> [Task brief]:
Rewrite the records below with "Could you point out" replaced by "Please mark" everywhere it occurs, keeping everything else the same and leaving out the pictures.

::::::::

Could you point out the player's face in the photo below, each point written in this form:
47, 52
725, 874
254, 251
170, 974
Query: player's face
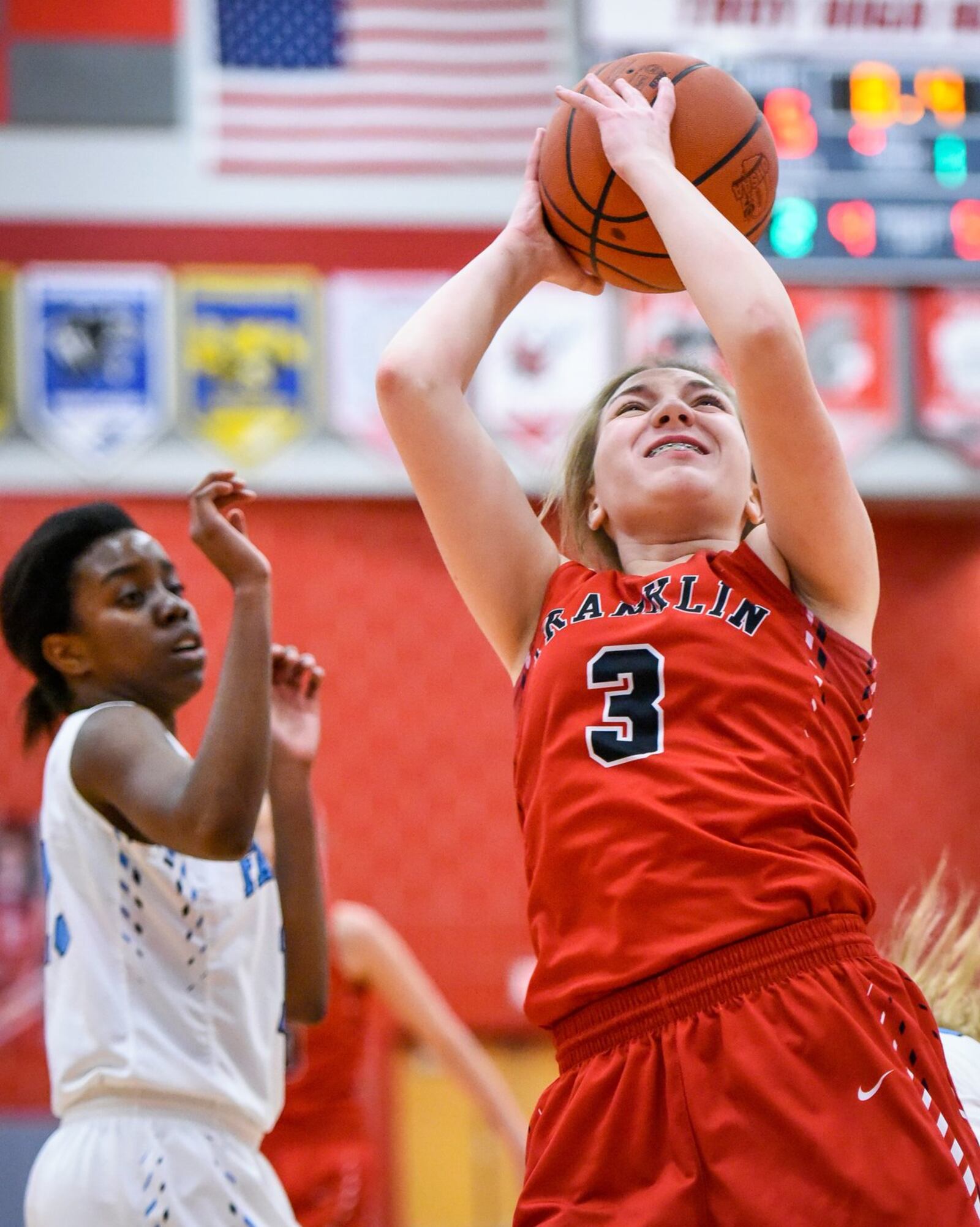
671, 461
135, 636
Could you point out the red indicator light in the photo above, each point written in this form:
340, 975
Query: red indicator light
794, 128
867, 142
851, 222
964, 222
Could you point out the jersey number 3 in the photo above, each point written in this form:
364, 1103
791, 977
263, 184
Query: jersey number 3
633, 722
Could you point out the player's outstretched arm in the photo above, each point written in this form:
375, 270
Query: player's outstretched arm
123, 762
296, 738
371, 953
499, 555
813, 515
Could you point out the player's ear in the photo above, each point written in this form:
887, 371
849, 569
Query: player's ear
595, 515
67, 653
753, 513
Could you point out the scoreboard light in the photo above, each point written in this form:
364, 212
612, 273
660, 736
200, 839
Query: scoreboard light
867, 142
949, 160
851, 222
789, 113
793, 227
943, 92
964, 222
876, 95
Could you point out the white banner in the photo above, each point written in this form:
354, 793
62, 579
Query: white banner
848, 28
550, 357
363, 311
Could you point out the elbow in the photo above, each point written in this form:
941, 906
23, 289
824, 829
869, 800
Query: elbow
401, 382
767, 324
224, 839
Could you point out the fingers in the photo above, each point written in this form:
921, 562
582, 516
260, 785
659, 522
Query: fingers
582, 102
297, 670
534, 157
237, 519
666, 101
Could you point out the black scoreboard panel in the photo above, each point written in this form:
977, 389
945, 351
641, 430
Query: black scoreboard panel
880, 166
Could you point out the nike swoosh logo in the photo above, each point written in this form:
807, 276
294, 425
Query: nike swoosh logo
867, 1095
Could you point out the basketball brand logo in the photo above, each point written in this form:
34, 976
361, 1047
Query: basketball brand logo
748, 188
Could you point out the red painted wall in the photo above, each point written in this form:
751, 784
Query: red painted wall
415, 771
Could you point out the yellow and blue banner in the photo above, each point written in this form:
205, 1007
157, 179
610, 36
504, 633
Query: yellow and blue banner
247, 352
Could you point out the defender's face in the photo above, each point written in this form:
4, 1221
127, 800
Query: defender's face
139, 636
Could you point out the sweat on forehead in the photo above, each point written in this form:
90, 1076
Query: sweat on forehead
653, 376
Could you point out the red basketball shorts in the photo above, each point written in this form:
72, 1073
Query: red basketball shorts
790, 1080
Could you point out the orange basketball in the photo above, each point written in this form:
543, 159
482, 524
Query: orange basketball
720, 140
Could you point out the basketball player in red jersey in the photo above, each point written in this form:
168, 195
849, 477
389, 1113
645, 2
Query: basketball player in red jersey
324, 1146
690, 708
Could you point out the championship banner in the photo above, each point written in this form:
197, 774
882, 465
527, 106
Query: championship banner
813, 28
363, 312
92, 361
549, 358
665, 325
247, 357
849, 340
946, 327
8, 393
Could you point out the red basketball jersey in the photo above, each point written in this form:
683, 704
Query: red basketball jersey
686, 746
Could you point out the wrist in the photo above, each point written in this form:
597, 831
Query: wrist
652, 177
287, 768
254, 588
527, 260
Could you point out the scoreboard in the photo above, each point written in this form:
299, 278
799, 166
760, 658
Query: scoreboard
880, 166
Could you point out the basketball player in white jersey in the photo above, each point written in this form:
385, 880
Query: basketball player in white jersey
166, 988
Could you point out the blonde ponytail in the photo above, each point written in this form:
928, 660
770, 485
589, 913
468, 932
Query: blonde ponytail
936, 939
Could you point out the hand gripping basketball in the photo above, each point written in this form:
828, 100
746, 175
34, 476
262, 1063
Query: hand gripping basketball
528, 232
632, 132
621, 117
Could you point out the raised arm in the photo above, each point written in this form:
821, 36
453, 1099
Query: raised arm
296, 735
497, 553
813, 515
369, 951
123, 761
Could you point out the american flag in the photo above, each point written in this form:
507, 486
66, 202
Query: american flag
378, 86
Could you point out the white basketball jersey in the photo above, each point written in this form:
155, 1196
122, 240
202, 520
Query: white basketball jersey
165, 975
963, 1058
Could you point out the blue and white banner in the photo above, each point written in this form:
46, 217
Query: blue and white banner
94, 384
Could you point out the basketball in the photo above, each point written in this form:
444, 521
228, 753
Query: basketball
720, 140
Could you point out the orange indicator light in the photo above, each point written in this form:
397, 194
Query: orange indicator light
851, 222
794, 128
876, 94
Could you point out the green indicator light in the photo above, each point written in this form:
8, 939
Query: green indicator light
949, 160
793, 227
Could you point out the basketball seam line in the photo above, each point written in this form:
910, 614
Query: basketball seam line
617, 247
731, 153
582, 230
582, 200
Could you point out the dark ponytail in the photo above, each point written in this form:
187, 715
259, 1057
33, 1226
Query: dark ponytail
36, 602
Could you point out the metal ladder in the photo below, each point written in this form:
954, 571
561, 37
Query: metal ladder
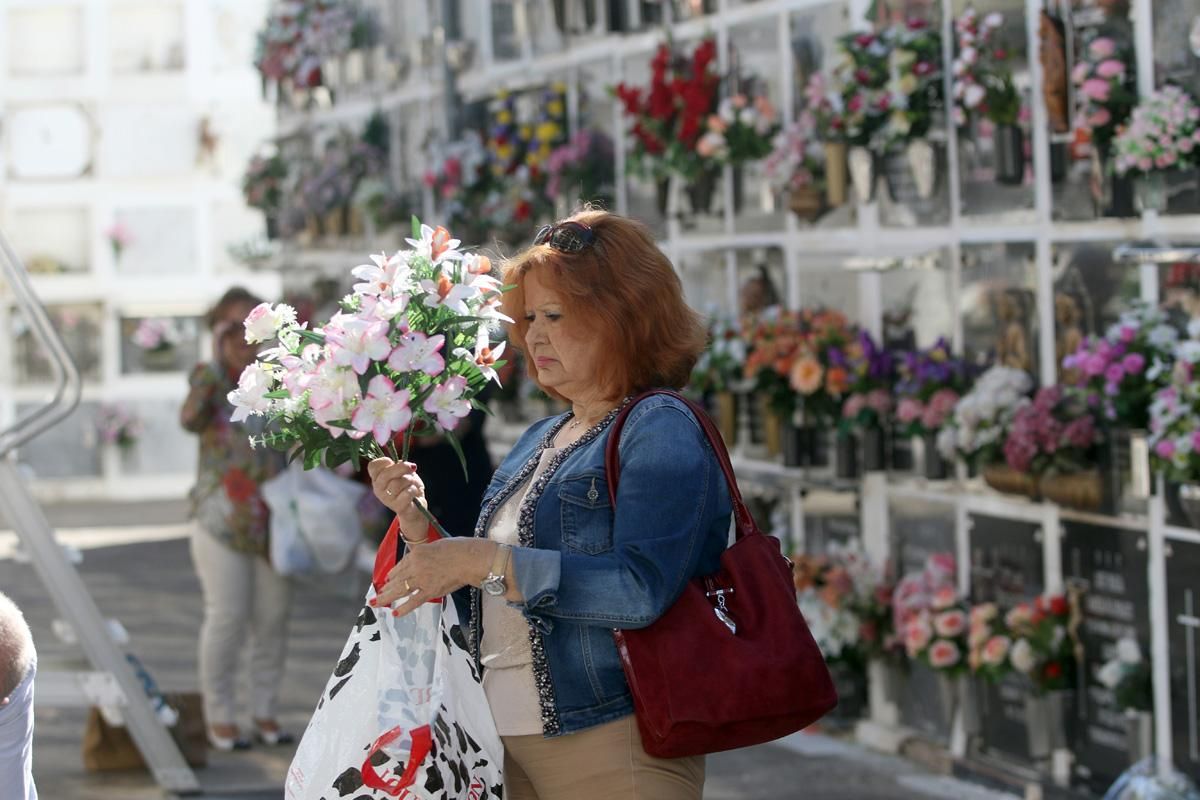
113, 681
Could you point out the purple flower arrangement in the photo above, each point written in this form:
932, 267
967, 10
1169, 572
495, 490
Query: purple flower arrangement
1121, 371
1056, 432
582, 169
871, 371
928, 388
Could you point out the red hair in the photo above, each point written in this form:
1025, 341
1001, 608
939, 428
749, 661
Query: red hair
628, 295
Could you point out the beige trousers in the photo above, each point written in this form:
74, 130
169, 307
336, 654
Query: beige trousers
600, 763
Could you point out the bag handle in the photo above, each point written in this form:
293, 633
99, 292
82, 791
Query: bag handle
743, 521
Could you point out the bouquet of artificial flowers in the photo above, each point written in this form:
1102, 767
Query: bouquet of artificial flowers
411, 348
928, 388
118, 426
982, 417
1055, 433
983, 80
156, 335
1122, 371
1162, 134
1043, 644
988, 643
1104, 79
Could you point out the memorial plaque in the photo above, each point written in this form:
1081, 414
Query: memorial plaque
822, 531
1007, 567
1183, 621
916, 536
1110, 565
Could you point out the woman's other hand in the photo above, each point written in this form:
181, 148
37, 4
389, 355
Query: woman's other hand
399, 487
435, 570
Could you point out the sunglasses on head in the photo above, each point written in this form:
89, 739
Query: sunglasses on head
568, 236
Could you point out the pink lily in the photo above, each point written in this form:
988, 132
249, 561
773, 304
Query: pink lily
384, 410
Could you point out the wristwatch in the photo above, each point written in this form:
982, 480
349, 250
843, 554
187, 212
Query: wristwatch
493, 583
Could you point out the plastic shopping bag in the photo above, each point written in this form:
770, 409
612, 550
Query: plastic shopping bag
403, 715
315, 519
1145, 781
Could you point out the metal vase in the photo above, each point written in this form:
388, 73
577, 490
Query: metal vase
1150, 192
1008, 142
846, 456
1140, 734
1044, 723
862, 173
936, 468
923, 162
875, 458
835, 173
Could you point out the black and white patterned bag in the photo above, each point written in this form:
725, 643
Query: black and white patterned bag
403, 715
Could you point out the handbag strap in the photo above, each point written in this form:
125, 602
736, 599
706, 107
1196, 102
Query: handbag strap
744, 522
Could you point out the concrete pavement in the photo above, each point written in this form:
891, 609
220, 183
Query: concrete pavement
137, 567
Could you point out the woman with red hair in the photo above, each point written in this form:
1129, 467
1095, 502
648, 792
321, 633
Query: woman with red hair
553, 567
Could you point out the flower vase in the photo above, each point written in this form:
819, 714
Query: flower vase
862, 173
1139, 734
935, 467
835, 173
1008, 143
903, 456
1007, 480
805, 203
700, 191
923, 162
772, 432
1083, 491
725, 405
875, 450
846, 456
948, 692
1150, 192
1044, 723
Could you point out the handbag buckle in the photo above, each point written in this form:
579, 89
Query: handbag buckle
721, 609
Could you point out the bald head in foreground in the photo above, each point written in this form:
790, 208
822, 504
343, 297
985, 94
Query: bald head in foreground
18, 662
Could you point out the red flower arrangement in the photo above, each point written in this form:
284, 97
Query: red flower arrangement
669, 118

::::::::

> [Finished answer]:
Please mark the player's face in the photo below, each point written in this form:
47, 52
725, 874
254, 251
170, 974
Query: player's face
671, 461
135, 636
Please mark the red indicator light in the photo above, each point written in this form:
340, 975
Query: red indicator light
794, 128
867, 142
851, 222
964, 222
Please mark the jersey number 3 in the photo above, each point written in this form:
364, 1103
791, 977
263, 184
Query: jersey number 3
633, 722
Please mark the player's outstretched arm in the photo above, each point written in this form:
375, 270
Query: player's outstretched arm
123, 762
296, 738
371, 953
499, 555
813, 515
Please mark the player's ear in the photo above, each point written in this form:
887, 371
849, 569
Query: player's ear
595, 515
67, 653
753, 513
Please mark the scoreboard light in the photo above, each point written in this form:
364, 212
612, 273
660, 736
200, 839
Query: scoreboard light
867, 142
949, 160
851, 222
789, 113
793, 227
943, 92
964, 222
876, 95
Please mark the white banner in the photo above, each point written in this form:
354, 793
62, 579
Query: white banner
848, 28
550, 357
363, 311
Please mark the elbow in the photo above, each point written in this form:
941, 906
23, 289
824, 829
869, 800
Query: elbow
401, 382
767, 324
224, 839
Please mark the fingers in the photo above, each point written in this form:
921, 562
582, 516
260, 785
659, 522
Query: fingers
582, 102
297, 670
534, 157
237, 519
666, 101
Please mark the black scoreboard panel in the photo above, each point written in this form:
977, 389
945, 351
641, 430
Query: black scoreboard panel
880, 166
Please mark the nike swoosh logo in the photo above, each point written in this form:
807, 276
294, 425
Query: nike swoosh logo
867, 1095
Please mark the basketball brand logo in the photo above, each point written in this form:
34, 976
361, 1047
Query: basketball brand logo
748, 188
Please mark the red painted wall in the photo above, each point written in this form:
751, 784
Query: red painted wall
415, 771
Please mark the yellow and blue banner in the photo above, each point written in this form:
205, 1007
157, 179
610, 36
504, 633
Query: yellow and blue banner
247, 352
Please mark the defender's face in the photo above, each point written in this form:
4, 1221
127, 800
Query: defender's face
139, 636
Please mark the sweat on forehead in the photo above, each point written in this form:
90, 1076
Query: sweat on forehead
653, 376
Please mark the red basketball shorts in the photo above, each point written in this form:
72, 1073
Query: red basketball shorts
790, 1080
Please mark the orange basketball in the photo above, each point written in this form:
543, 159
482, 524
Query: orange basketball
720, 140
Please mark the basketball player in red jersey in the photo above, each point written in this form:
168, 195
849, 477
389, 1113
645, 2
Query: basketball player in red jersey
324, 1146
690, 708
Please mark the championship banner in the photo above, each point written in this form:
197, 774
882, 465
527, 106
Query: championship banner
813, 28
363, 312
92, 361
549, 358
665, 325
247, 357
849, 340
946, 327
8, 393
Please mark the red basketball jersey in the photo above, each point written in this form:
683, 704
Query: red basketball jersey
686, 746
Please mark the wrist in the photo above, each point written in this form:
597, 831
Query: wrist
652, 177
287, 768
254, 588
527, 260
Please mark the scoreboard in the photo above, each point written in this form:
299, 278
799, 166
760, 658
Query: scoreboard
880, 166
Please mark the basketball player in white jersey in the photo above, each point written in this form:
385, 880
Query: basketball player in white jersey
166, 988
Please mark the blonde ponytail in the photo above, each point written in this form:
928, 660
770, 485
589, 913
468, 932
Query: blonde ponytail
936, 939
Please mark the hand gripping basketball in the photo above, each point written in this form:
828, 100
746, 175
34, 476
262, 1063
Query: hand gripping basketball
528, 232
632, 132
621, 117
Please mark the raised arm in the photo above, each point written in this form:
821, 36
453, 1099
Query: raised arm
296, 735
497, 553
813, 515
369, 951
123, 761
Please mark the american flag in the photo above, each point written in this form:
507, 486
66, 202
Query: american flag
378, 86
Please mark the white basketball jersey in the photo above, each point written in this form:
155, 1196
122, 240
202, 520
Query: white basketball jersey
165, 975
963, 1058
Please mark the blue and white banner in the photo above, each point written in this form:
46, 217
Query: blue and white banner
94, 384
Please mark the basketball in the photo above, each point written in this form:
444, 521
228, 753
Query: basketball
720, 140
Please mark the orange indicator light in the photo above, each point written in this form:
397, 194
Query: orange indicator light
851, 222
794, 128
876, 94
Please mark the green indicator light in the photo above, each point written in this form:
8, 939
Query: green indicator light
949, 160
793, 227
Please mark the basketball seam line in the photo above, each point written in this form:
910, 614
Query: basketball seam line
617, 247
731, 153
582, 230
582, 200
Please mark the dark ponytail in the photo above, each point written in this form:
187, 715
259, 1057
33, 1226
Query: dark ponytail
36, 602
Please mark the metal ladder in the photo below, each point written in this form:
954, 571
561, 37
Query: metal ladder
113, 681
Please mark the purple flower arrangement in the photo above, each point written in this form:
932, 267
967, 10
1169, 572
495, 490
Query: purple flower arrangement
1121, 371
1056, 432
582, 169
871, 371
928, 388
Please mark the red hair in the photo above, each point written in this form:
1025, 341
1001, 608
939, 428
749, 661
Query: red hair
628, 295
Please mark the beige trousers in the photo above, each point written in this form:
74, 130
169, 307
336, 654
Query: beige trousers
600, 763
Please mark the bag handle in the photo above, each point written in this form:
293, 633
99, 292
82, 791
Query: bag handle
743, 521
Please mark the bouquet of artificial flowers in the photo above, each point written in this form:
1102, 767
Query: bouquet of artificial flowers
411, 348
928, 388
118, 426
982, 417
1055, 433
983, 80
156, 335
1122, 371
1162, 134
1043, 644
988, 643
1104, 79
Please mark the memorial plaque in the photo above, each point written in this form:
1081, 414
Query: memorial plaque
822, 531
1007, 567
1183, 621
916, 536
1110, 565
Please mark the woman's other hand in the photo above, each point written in this form:
181, 148
37, 4
389, 355
Query: woman's other hand
399, 487
435, 570
Please mark the sunglasses on head in the photo above, each point written in this form:
89, 739
Query: sunglasses on head
568, 236
Please mark the pink lily in the photo above, each point written in this form:
988, 132
249, 561
773, 304
Query: pink lily
384, 410
Please mark the wristwatch in the photo above, each point written in this form:
982, 480
349, 250
843, 554
187, 212
Query: wristwatch
493, 583
Please mark the plastic shopping bag in the photo above, each point written in this form:
770, 409
612, 550
Query: plastic shopping bag
403, 715
315, 519
1145, 781
Please mark the metal vase in the photo above, each point written in this form:
388, 73
577, 490
Query: metal vase
1150, 192
1008, 142
846, 456
1140, 734
1044, 723
862, 173
936, 468
923, 162
875, 458
835, 173
Please mark the black and white patterned bag in the photo above, each point written in this form:
725, 643
Query: black and white patterned bag
403, 715
Please mark the handbag strap in the photo above, each point written in this form:
125, 602
736, 599
706, 107
1196, 102
Query: handbag strap
744, 522
Please mark the concrete pavement in the photo above, each point written in this form:
891, 609
220, 183
Query: concrete pavement
137, 567
Please mark the woman with red hair in the photo above, each point written in this form:
1129, 467
1095, 502
648, 792
321, 633
Query: woman with red hair
553, 567
Please mark the flower vase in the photo above, each point written in this form:
819, 714
Query: flower vase
862, 173
1139, 734
935, 467
835, 173
1008, 143
903, 456
1007, 480
805, 203
700, 191
923, 162
772, 432
1083, 491
725, 405
875, 450
846, 456
948, 692
1150, 192
1044, 723
Please mark the handbag buckle in the photo above, each point written in this form:
579, 89
Query: handbag buckle
721, 609
Please mark the bald head in foreground in the photo above, each point written in this form:
790, 208
822, 504
343, 297
985, 94
Query: bald head in foreground
18, 662
Please mark the red flower arrangement in the photo above, each point written in this form:
284, 97
Query: red flower arrangement
669, 118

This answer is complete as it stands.